--- START RAW RECORDS ---

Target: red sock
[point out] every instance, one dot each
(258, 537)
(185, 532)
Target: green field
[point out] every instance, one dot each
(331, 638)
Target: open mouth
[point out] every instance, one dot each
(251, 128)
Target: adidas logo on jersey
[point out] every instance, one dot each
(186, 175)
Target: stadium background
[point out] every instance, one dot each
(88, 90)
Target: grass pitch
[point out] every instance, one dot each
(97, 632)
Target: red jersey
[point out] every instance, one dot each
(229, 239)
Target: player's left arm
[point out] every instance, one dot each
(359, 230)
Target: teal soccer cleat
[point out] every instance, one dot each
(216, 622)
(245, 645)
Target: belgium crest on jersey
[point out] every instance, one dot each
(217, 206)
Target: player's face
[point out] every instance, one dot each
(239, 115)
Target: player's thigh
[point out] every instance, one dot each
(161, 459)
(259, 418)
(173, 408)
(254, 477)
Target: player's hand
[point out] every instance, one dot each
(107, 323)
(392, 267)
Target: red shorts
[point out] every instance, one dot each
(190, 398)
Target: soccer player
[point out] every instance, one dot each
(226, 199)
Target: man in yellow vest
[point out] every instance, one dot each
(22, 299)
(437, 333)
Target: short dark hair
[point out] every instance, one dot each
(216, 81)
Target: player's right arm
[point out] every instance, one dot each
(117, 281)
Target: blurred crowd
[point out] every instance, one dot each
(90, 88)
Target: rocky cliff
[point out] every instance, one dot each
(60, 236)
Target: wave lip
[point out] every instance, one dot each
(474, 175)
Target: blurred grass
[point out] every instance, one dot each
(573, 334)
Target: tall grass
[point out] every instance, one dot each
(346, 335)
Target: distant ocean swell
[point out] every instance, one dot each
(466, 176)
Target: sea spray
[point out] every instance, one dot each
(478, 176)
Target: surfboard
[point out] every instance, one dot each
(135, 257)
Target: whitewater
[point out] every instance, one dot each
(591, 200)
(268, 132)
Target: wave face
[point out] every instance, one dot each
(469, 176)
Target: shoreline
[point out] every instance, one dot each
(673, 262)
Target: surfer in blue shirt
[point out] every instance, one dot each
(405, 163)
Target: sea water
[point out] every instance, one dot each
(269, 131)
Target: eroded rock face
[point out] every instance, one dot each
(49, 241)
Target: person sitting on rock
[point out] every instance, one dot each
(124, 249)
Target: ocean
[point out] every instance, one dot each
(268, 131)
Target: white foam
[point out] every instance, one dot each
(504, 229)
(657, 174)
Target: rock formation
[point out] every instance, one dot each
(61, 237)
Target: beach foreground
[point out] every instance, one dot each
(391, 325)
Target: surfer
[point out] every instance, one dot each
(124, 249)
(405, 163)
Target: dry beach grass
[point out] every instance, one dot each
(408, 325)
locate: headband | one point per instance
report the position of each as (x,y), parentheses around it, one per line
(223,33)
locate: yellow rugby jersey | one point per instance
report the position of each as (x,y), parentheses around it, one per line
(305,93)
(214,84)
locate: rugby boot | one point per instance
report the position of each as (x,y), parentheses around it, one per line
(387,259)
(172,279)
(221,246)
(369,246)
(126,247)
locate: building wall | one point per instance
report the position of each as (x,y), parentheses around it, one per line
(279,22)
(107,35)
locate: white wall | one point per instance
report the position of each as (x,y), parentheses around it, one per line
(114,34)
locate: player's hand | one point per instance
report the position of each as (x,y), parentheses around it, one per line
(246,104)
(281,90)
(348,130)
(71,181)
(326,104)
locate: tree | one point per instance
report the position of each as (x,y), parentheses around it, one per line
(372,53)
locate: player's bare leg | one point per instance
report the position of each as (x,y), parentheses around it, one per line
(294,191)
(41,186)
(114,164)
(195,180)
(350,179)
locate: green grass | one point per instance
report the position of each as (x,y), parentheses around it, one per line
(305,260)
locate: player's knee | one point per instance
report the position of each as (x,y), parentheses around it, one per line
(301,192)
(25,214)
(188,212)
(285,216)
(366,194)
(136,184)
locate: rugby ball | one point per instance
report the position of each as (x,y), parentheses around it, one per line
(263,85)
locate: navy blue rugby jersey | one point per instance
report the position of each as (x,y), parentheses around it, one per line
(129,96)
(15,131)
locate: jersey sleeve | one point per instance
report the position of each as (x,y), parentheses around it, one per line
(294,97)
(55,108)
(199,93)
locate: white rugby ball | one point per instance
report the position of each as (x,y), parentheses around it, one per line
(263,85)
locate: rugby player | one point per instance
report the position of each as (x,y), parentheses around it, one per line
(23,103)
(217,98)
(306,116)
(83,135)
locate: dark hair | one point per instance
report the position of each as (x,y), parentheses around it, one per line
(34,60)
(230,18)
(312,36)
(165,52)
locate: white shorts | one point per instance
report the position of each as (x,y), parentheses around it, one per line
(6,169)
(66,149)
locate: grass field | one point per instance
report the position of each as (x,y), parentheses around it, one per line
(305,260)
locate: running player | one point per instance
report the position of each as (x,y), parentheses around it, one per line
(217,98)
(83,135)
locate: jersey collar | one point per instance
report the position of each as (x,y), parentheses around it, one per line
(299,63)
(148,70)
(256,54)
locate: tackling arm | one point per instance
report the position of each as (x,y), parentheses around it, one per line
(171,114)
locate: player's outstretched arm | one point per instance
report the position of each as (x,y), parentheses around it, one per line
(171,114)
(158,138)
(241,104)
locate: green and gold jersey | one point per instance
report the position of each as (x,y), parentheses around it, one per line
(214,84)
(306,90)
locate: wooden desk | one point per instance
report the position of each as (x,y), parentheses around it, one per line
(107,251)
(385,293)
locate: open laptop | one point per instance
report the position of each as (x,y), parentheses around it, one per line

--- END RAW RECORDS ---

Go through the data and return every record exactly.

__RESULT OF THIS TASK__.
Target: red sock
[point out] every instance, one dot each
(258, 537)
(185, 532)
Target: green field
[point out] every instance, one dot each
(331, 638)
Target: open mouth
[point out] every instance, one dot each
(251, 128)
Target: adidas logo on jersey
[point out] every instance, one dot each
(186, 175)
Target: stadium background
[point out] every instance, one dot each
(88, 90)
Target: grass pitch
[point out] every instance, one dot each
(97, 632)
Target: red jersey
[point out] every instance, one dot each
(229, 239)
Target: player's left arm
[point out] every instance, one dot each
(359, 230)
Target: teal soccer cleat
[point out] every instance, one dot each
(216, 622)
(245, 645)
Target: belgium crest on jersey
[point out] every instance, one dot each
(217, 206)
Target: player's face
[point out] every instance, one dot each
(239, 115)
Target: player's thigh
[point out] every instance, one dot each
(161, 459)
(259, 418)
(173, 408)
(254, 477)
Target: player's hand
[point out] every instance, one dot each
(107, 323)
(392, 267)
Target: red shorts
[point out] every instance, one dot each
(190, 398)
Target: soccer player
[point out] every instance, one dot each
(226, 199)
Target: man in yellow vest
[point out] every instance, one dot each
(22, 299)
(437, 333)
Target: short dark hair
[point out] every instance, one dot each
(216, 81)
Target: player's right arm
[point out] every instance, one dot each
(117, 281)
Target: blurred crowd
[point out] every instance, one dot each
(90, 88)
Target: rocky cliff
[point out] every instance, one dot each
(60, 236)
Target: wave lip
[point out] every instance, one dot each
(474, 175)
Target: blurred grass
[point out] every instance, one dot each
(573, 334)
Target: tall grass
[point out] every instance, one dot each
(346, 335)
Target: distant ocean swell
[point out] every instance, one dot each
(466, 176)
Target: sea spray
[point out] every instance, one dot each
(478, 176)
Target: surfboard
[point out] every instance, one dot each
(135, 257)
Target: whitewater
[point out] every instance, one dot each
(591, 200)
(268, 132)
Target: wave face
[point out] every instance, one dot each
(469, 176)
Target: shoreline
[point out] every instance, one dot each
(673, 262)
Target: surfer in blue shirt
[point out] every instance, one dot each
(405, 163)
Target: sea water
[point out] every instance, one dot each
(269, 131)
Target: eroded rock face
[point out] every instance, one dot each
(49, 241)
Target: person sitting on rock
[point out] every instance, one dot each
(124, 249)
Target: ocean
[point out] every instance, one dot each
(268, 131)
Target: white foam
[point out] every instance, one dot each
(504, 229)
(657, 174)
Target: rock formation
[point out] every instance, one dot each
(61, 237)
Target: beach foreground
[point out] every instance, one dot each
(391, 325)
Target: surfer
[point out] every instance, one dot each
(124, 249)
(405, 163)
Target: dry beach grass
[point out] every instance, one dot each
(408, 325)
locate: headband | one point per instance
report the position of each as (x,y), parentheses around it, one per line
(223,33)
locate: yellow rugby jersey | one point per instance
report the position of each as (x,y), parentheses around it, one per line
(305,93)
(214,84)
locate: rugby boot | one point per instance
report the position of each as (x,y), parentheses around it, one per line
(387,259)
(172,279)
(221,246)
(369,246)
(126,247)
locate: building wall | one point per instance
report the position of each as (x,y), parentheses around it, one per line
(279,22)
(107,35)
locate: white wall | one point per instance
report the position of each as (x,y), parentheses around it, one per line
(114,34)
locate: player's hand | one point per instance
report the position of each as (x,y), parentheses around it, one per line
(246,104)
(281,90)
(348,130)
(71,181)
(326,104)
locate: tree | one point per instance
report the position of each as (x,y), parentheses around it, one per line
(372,53)
locate: player's bare leg | one point per instance
report the position of each as (x,y), parentheses around it, one per line
(294,191)
(41,186)
(114,164)
(195,180)
(350,179)
locate: green grass | one point per instance
report the position of each as (x,y), parentheses around it, one per line
(305,260)
locate: player's knee | one point per instance
report the position of each as (x,y), parentheses around it, one per line
(301,192)
(25,214)
(188,212)
(285,216)
(366,194)
(136,184)
locate: rugby ball | one point per instance
report the position of each as (x,y), parentheses around it, one per line
(263,85)
locate: navy blue rugby jersey | one point per instance
report the position of each as (x,y), parentheses around it, one per line
(129,96)
(15,131)
locate: jersey sleeve | one point per instance
report the position of each as (x,y), parentheses around it, one per line
(294,97)
(55,108)
(199,93)
locate: white rugby ball | one point per instance
report the position of each as (x,y), parentheses around it, one per line
(263,85)
locate: rugby player | one point per instance
report the position of each as (x,y), parentheses around it, one per line
(23,103)
(217,98)
(306,116)
(83,135)
locate: dark hair | one point per instance
report the position of each as (x,y), parentheses around it, one per line
(34,60)
(230,18)
(312,36)
(165,52)
locate: white shorts | one point per instance
report the position of each as (x,y), parentheses around it, one per line
(6,169)
(66,149)
locate: grass field | one point per instance
report the position of each as (x,y), parentheses around it, one per line
(305,260)
locate: running player | one point per instance
report the position of each as (x,y), parentheses around it, one per line
(217,98)
(83,135)
locate: jersey collar | one point per instance
report the position of each as (x,y), parentheses around it, one per line
(299,63)
(148,70)
(256,54)
locate: tackling arm | one point per instance
report the position of each as (x,y), parentheses around it, one per line
(171,114)
locate: player's outstretched arm | one point per instance
report the position of each as (x,y), parentheses around it, one per line
(171,114)
(158,138)
(241,104)
locate: green and gold jersey | one point per instance
report the position of each as (x,y), parentheses around it, one per line
(214,84)
(306,90)
locate: wooden desk | one point per instance
report the position of each as (x,y), parentheses around it, one per line
(107,251)
(385,293)
locate: open laptop | one point per instance
report the position of each as (x,y), parentheses around it, one per line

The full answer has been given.